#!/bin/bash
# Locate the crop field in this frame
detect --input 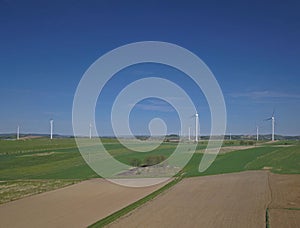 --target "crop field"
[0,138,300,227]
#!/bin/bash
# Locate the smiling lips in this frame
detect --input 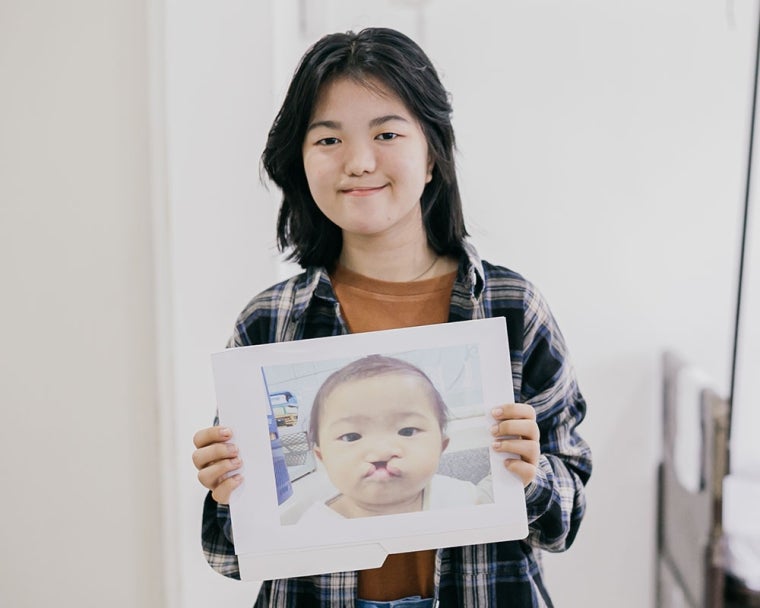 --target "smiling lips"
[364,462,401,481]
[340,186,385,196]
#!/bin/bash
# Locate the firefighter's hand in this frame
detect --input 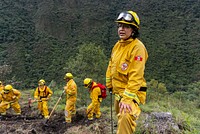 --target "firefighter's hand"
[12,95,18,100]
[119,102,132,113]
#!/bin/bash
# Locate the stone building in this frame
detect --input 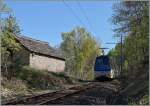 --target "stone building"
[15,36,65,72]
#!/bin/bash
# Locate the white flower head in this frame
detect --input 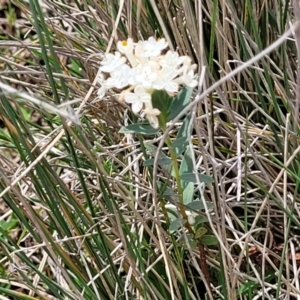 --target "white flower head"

--*--

▶ **Required work**
Gather every line of the rows above that contains the string "Locate" and copy each one in full. Case counts when matching.

▶ **The solution**
# Locate the crop field in this frame
# Locate the smiling lips in this frame
# Locate the firefighter's hand in this frame
# Locate the stone building in this frame
# Locate the white flower head in this frame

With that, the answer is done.